Written instruction:
Retype the following data line for line, without changing anything.

Point placement data

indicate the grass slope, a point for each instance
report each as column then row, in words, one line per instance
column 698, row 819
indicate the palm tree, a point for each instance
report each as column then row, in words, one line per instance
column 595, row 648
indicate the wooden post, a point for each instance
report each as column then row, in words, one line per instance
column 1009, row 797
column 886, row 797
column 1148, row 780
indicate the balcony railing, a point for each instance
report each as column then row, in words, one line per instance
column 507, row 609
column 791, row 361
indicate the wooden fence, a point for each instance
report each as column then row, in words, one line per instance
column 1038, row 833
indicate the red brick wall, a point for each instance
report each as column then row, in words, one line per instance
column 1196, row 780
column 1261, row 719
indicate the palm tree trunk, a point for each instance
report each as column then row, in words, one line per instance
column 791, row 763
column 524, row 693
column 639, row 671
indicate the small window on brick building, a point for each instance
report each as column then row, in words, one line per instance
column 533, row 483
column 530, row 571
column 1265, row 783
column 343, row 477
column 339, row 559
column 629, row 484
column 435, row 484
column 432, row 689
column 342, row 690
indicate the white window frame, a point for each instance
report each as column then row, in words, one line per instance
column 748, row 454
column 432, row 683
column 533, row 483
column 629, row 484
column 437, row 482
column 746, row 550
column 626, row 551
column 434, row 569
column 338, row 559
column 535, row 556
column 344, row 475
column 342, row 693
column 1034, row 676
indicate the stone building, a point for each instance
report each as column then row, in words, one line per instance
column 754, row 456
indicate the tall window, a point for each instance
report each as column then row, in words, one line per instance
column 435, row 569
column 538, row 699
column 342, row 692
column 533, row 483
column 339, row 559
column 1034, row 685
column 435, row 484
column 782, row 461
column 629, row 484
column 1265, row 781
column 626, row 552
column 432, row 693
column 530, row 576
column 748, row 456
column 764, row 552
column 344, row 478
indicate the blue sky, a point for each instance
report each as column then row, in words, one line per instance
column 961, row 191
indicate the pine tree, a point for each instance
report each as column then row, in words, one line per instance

Written solution:
indicate the grass slope, a point for each instance
report each as column then row, in words, one line per instance
column 698, row 819
indicate the palm tree, a point for each instance
report each as column then row, in words, one line per instance
column 595, row 648
indicate the wooden post, a point for each instance
report each as column then row, in words, one line per instance
column 1009, row 797
column 886, row 797
column 1148, row 780
indicate the balcony railing, a point for each instance
report each as column then row, in words, one line per instance
column 507, row 609
column 791, row 361
indicate the wooden fence, a point for each instance
report each as column then row, in words, one line per instance
column 1038, row 833
indicate the red brick wall, a point for each instance
report each as column then row, in words, one line per instance
column 1196, row 780
column 1261, row 719
indicate the palm tree trunk, a point for each instance
report each as column then row, in words, one line per instance
column 791, row 763
column 524, row 693
column 639, row 671
indicate the small window on brick building, a point for each instance
report each as column then row, in words, one line per instance
column 533, row 483
column 530, row 571
column 1265, row 783
column 343, row 477
column 339, row 559
column 629, row 484
column 435, row 484
column 432, row 689
column 342, row 690
indicate the white window frame, a point for each instance
report each as column then row, in words, one line per instance
column 748, row 454
column 432, row 683
column 533, row 483
column 629, row 484
column 437, row 482
column 746, row 550
column 626, row 551
column 434, row 569
column 338, row 559
column 535, row 556
column 344, row 475
column 342, row 693
column 1034, row 676
indicate the stone building, a point for each instance
report each as column then row, in words, one line per instance
column 754, row 456
indicate the tall window, a point for each instance
report each as column then row, in words, one line per instance
column 435, row 569
column 538, row 699
column 342, row 692
column 533, row 483
column 339, row 559
column 1034, row 685
column 435, row 484
column 782, row 461
column 629, row 484
column 1265, row 781
column 626, row 552
column 432, row 693
column 530, row 576
column 748, row 456
column 764, row 552
column 344, row 478
indicate the blue sky, a point for each instance
report each as column then row, in words, one line per instance
column 961, row 191
indicate the pine tree, a point for each instance
report each as column then row, in words, one line per instance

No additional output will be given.